# [Assignment]
Repetition must be exact and must stop with the line bearing "Target: yellow construction vehicle". It begins at the first line of the records and includes no pictures.

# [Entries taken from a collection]
= Beginning of Section =
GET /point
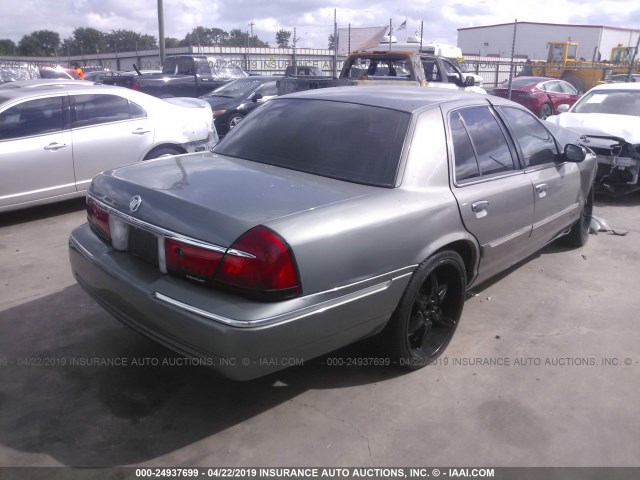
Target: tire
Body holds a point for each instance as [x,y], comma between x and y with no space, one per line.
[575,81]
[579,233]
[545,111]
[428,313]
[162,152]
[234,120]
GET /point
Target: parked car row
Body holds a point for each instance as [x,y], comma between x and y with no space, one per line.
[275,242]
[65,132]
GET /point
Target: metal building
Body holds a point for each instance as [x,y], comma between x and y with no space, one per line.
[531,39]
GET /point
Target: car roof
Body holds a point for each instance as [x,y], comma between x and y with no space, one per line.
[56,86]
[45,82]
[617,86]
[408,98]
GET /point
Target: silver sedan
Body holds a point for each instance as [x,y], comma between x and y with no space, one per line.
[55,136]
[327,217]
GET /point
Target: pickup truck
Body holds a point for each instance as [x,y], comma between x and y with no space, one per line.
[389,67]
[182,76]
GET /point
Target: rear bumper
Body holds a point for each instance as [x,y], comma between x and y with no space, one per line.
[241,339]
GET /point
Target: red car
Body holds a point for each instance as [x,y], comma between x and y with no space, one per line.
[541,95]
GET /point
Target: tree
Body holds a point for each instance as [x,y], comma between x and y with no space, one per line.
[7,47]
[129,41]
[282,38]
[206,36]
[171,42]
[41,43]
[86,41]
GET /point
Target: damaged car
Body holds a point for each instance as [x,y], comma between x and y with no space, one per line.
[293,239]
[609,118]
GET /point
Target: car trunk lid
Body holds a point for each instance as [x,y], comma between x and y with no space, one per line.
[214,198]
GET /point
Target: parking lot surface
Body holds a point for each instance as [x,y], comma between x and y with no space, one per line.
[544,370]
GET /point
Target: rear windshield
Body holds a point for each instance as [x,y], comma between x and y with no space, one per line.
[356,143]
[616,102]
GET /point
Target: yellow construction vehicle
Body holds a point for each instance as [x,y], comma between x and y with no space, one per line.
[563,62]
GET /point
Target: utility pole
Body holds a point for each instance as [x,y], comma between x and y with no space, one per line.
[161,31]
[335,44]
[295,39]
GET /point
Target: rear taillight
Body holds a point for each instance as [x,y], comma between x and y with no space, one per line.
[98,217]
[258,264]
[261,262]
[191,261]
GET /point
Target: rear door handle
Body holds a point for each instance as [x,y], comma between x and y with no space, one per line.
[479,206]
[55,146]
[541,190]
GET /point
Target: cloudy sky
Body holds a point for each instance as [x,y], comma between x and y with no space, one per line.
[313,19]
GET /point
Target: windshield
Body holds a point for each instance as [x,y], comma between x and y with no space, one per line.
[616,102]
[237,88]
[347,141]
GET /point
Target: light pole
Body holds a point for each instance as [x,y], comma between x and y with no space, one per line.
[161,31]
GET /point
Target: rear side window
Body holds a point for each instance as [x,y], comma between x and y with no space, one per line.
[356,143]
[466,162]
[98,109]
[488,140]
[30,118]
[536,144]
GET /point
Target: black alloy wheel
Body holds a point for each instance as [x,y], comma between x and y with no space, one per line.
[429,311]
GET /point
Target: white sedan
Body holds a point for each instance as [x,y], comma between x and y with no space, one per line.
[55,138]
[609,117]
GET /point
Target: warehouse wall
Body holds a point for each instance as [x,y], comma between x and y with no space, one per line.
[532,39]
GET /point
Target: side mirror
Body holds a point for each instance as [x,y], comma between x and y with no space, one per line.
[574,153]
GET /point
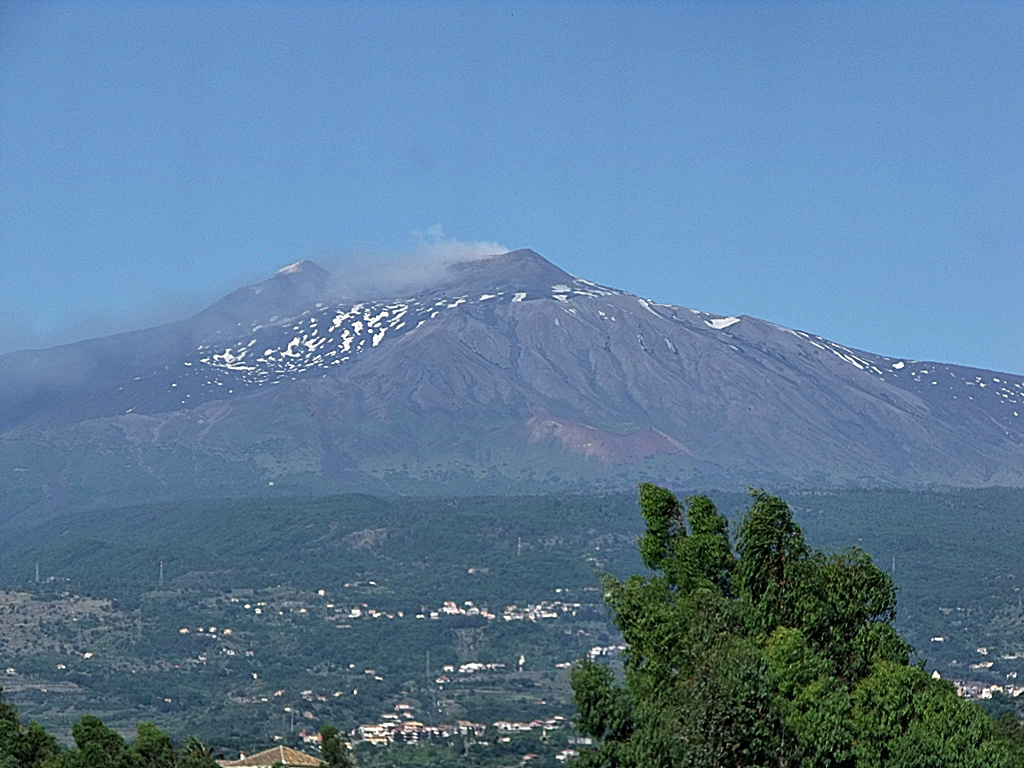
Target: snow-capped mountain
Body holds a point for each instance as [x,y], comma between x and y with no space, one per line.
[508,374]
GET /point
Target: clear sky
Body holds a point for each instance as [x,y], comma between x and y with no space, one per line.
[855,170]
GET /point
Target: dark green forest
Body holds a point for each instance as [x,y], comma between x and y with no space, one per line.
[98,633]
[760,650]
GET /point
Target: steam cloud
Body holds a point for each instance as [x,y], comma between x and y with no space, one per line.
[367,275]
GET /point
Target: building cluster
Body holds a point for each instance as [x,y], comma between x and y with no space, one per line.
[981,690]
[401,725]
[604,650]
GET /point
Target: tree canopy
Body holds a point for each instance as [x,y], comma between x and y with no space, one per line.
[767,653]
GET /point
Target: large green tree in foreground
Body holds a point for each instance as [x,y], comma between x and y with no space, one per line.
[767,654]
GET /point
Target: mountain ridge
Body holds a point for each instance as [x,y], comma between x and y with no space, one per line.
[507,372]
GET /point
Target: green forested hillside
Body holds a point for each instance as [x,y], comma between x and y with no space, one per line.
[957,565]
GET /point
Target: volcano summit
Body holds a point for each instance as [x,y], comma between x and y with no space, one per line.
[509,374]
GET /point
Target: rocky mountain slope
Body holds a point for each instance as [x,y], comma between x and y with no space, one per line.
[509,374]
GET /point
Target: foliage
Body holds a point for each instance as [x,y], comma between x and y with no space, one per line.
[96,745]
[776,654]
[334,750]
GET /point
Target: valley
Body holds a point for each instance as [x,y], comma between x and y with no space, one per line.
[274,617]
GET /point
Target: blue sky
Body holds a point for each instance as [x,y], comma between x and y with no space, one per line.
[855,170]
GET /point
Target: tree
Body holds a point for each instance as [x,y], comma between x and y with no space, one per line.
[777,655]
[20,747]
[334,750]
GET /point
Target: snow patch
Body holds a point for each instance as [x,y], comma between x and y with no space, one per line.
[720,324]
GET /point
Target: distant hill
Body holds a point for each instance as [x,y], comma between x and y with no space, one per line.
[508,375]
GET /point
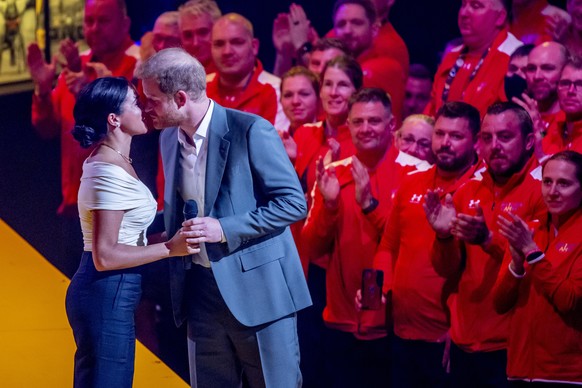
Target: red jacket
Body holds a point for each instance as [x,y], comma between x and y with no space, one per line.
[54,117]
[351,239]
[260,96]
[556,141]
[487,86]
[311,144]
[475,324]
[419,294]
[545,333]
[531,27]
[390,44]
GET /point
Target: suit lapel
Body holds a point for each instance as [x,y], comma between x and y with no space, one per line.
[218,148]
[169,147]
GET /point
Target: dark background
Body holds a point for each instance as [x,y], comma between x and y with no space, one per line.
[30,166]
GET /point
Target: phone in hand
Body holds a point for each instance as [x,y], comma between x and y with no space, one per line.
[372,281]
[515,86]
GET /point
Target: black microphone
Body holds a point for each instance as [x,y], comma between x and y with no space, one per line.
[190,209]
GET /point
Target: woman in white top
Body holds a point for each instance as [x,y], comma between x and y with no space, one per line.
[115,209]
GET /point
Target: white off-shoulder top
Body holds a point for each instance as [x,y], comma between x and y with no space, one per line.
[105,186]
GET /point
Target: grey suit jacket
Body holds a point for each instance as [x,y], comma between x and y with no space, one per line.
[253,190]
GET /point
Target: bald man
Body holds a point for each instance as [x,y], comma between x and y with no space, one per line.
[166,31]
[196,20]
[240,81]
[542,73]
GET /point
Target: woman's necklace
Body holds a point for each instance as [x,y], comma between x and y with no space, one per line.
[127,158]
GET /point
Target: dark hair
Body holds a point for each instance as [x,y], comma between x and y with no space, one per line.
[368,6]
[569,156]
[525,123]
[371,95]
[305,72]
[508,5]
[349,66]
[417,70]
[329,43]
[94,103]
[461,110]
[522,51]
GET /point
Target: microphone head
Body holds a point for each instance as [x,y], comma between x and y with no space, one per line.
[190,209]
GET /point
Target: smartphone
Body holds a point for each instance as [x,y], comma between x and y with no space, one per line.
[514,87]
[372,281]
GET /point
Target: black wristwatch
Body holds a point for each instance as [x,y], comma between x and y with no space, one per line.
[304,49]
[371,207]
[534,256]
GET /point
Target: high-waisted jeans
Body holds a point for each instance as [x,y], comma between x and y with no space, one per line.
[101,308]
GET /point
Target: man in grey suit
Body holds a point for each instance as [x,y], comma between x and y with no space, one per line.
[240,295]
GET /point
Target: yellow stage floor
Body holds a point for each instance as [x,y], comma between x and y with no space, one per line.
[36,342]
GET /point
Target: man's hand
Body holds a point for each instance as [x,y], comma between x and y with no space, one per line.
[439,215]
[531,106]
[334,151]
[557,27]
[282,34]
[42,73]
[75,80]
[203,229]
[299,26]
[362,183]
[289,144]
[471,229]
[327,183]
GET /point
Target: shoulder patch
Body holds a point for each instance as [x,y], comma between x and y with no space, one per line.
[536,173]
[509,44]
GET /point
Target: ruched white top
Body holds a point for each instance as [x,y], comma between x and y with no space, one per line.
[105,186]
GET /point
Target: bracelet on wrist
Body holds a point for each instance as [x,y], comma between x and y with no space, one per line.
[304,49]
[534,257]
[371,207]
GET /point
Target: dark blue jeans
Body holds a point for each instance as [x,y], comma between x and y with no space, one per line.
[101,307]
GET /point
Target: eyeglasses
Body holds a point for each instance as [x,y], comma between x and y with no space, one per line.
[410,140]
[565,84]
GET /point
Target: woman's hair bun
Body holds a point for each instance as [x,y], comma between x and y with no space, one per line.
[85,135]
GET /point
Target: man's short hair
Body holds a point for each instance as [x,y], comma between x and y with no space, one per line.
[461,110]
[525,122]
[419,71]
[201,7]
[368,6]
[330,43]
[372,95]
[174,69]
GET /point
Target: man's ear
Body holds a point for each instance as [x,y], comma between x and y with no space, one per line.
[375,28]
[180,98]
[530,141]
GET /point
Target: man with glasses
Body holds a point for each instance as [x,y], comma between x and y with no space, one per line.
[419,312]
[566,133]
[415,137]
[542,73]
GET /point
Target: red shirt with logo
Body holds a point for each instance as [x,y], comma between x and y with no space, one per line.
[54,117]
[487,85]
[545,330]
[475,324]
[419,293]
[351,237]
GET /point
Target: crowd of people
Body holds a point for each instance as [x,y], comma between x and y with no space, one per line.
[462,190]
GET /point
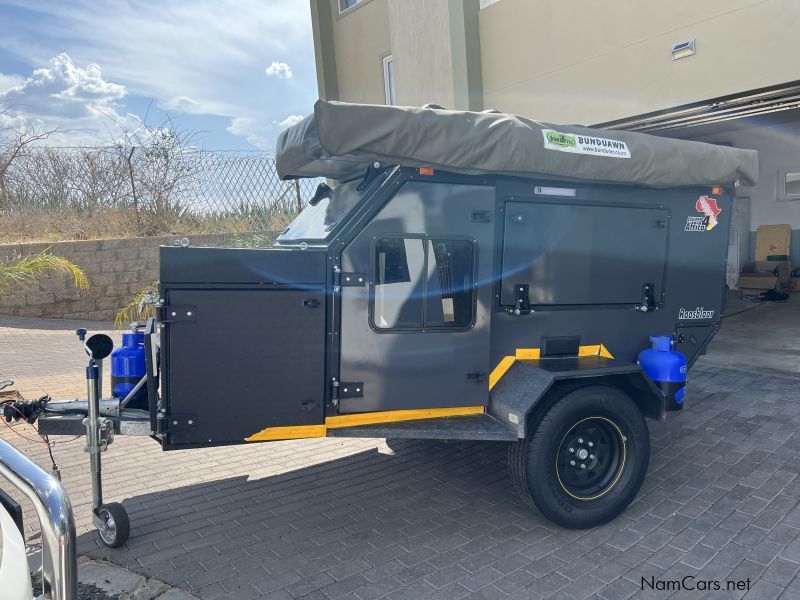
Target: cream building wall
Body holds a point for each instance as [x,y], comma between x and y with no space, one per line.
= End of Section =
# [Task answer]
GET /point
Target: tire
Body holds a point for each instance as [x,y], comma between x and y with no space, one per line.
[575,81]
[579,233]
[545,111]
[428,313]
[162,152]
[234,120]
GET /point
Target: parked car row
Body holds a point for each instance as [x,y], comma between x and y with no space, one per line.
[275,242]
[65,132]
GET /point
Target: metal building
Body holds a point for each instance as [x,y], comma between x and y with no space, one per line.
[531,39]
GET /point
Target: car roof
Body holds a point for each instance as [x,y], comma between x and y with no space, one per line.
[56,86]
[45,82]
[617,86]
[408,98]
GET /point
Target: silver sedan
Body holds a point for each instance as [x,y], comma between x and y with no space, one per line.
[55,136]
[327,217]
GET /point
Target: pickup truck
Body holds a point for each instance as [x,y], comma between x and y with no space, one per line.
[389,67]
[182,76]
GET /point
Target: rear bumper
Body holds a point for each instance as [x,y], comma between x and y with no space, one per line.
[241,339]
GET /point
Target: red car
Body holds a point for each instance as [x,y], comma between x and y with no space, one per line.
[541,95]
GET /point
Target: tree
Body holds a point for each instance as [x,y], comma between x and y with no space, one per line.
[7,47]
[129,41]
[282,38]
[206,36]
[171,42]
[41,43]
[86,41]
GET /point
Target: damaged car
Body holds a point for each instance as [x,y], comma between x and y with no space, one per line.
[293,239]
[609,118]
GET /point
Target: car trunk lid
Body holds a point for each instance as [x,y], comma between x and y with no space, one per line.
[214,198]
GET /point
Target: parking lot surface
Body holds a point for each instance as [x,y], comma between x and y with no space, one per line.
[544,370]
GET /point
Target: rear windshield
Body holds a point for each instance as [x,y], comma between x and y with no space, one per line.
[356,143]
[616,102]
GET /point
Target: yellow construction vehicle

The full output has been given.